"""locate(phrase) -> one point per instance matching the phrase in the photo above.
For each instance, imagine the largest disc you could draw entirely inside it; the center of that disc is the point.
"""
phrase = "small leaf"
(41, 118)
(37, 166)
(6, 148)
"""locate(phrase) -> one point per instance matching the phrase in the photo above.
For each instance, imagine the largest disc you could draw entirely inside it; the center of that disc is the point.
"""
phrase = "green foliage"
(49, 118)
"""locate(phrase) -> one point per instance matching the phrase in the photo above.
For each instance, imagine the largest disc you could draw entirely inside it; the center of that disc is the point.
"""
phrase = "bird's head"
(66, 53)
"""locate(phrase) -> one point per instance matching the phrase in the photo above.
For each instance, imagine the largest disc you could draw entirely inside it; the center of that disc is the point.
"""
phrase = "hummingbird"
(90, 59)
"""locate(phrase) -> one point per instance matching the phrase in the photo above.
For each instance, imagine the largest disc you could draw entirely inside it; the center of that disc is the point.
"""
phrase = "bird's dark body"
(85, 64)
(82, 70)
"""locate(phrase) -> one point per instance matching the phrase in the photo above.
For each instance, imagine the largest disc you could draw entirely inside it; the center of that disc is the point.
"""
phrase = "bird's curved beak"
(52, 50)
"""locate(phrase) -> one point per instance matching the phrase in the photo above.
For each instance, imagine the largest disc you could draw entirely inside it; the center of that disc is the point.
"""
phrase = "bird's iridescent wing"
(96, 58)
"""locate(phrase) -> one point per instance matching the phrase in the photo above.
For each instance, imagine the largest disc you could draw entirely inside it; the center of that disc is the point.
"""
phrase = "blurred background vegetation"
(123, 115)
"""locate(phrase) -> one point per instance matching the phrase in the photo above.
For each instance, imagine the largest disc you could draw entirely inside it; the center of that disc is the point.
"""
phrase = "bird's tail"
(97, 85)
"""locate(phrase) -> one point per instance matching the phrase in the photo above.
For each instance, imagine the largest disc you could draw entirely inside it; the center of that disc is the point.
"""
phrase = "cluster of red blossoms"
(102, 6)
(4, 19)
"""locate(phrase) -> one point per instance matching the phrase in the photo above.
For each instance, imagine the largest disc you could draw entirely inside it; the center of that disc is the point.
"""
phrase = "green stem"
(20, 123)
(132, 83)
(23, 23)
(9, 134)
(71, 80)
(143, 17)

### [Given exercise]
Write out the data again, exactly and in full.

### [Full answer]
"""locate(phrase) -> one point per instance matching the phrase in the photo above.
For each instance, imagine the largest disc you could draw entirely inside it; the center of that disc is the point.
"""
phrase = "small leaf"
(41, 118)
(37, 166)
(6, 148)
"""locate(phrase) -> one point per instance matching the phrase in the photo above.
For each instance, imagine the largest disc you could draw entirely inside it; the center of that disc is the point.
"""
phrase = "green foliage"
(49, 118)
"""locate(phrase) -> one point per instance matching the phrase in the photo above.
For each instance, imagine the largest disc you could draw entirely inside it; the center of that disc is the point.
"""
phrase = "bird's head"
(66, 53)
"""locate(phrase) -> one point per instance matching the phrase in the photo above.
For each instance, imagine the largest disc you could draw entirely inside it; the center of that disc is the point.
"""
phrase = "hummingbird"
(90, 59)
"""locate(phrase) -> one point per instance matching the phrase in the photo above.
For each instance, imagine the largest disc you could draw entirely inside it; the center of that disc is the point.
"""
phrase = "bird's dark body"
(85, 64)
(82, 70)
"""locate(phrase) -> one point per instance matching the phrase in the photo above.
For each instance, imagine the largest disc you could draw entirely inside it; the center of that disc is the point.
"""
phrase = "bird's curved beak"
(52, 50)
"""locate(phrase) -> one point per instance matching the phrase in the photo above.
For each instance, imagine the largest disc you could draw entirely inside it; the center of that disc is the point.
"""
phrase = "bird's iridescent wing"
(96, 58)
"""locate(phrase) -> one point per instance matching the phrase in the photo above.
For each instance, imagine the largest disc you could draw entirely inside it; the center of that disc is the point.
"""
phrase = "blurred background vegetation"
(123, 115)
"""locate(phrase) -> one point per instance matching the phrase in the photo above.
For each instance, imagine the largest disc you could draw entirely inside it; the center of that disc is the point.
"""
phrase = "bird's tail"
(97, 85)
"""locate(phrase) -> one point per instance matching the phrase in the photo above.
For each instance, imagine the largest disc you could draw entirely inside it; the center of that disc is the point.
"""
phrase = "cluster of red blossoms"
(102, 6)
(4, 19)
"""locate(phrase) -> one point per instance matching the phrase in the photo above.
For each instance, imagine the largest disc you could draw entirely inside it; the center of that disc is the point.
"""
phrase = "green stem"
(20, 123)
(132, 83)
(23, 23)
(9, 134)
(71, 80)
(143, 17)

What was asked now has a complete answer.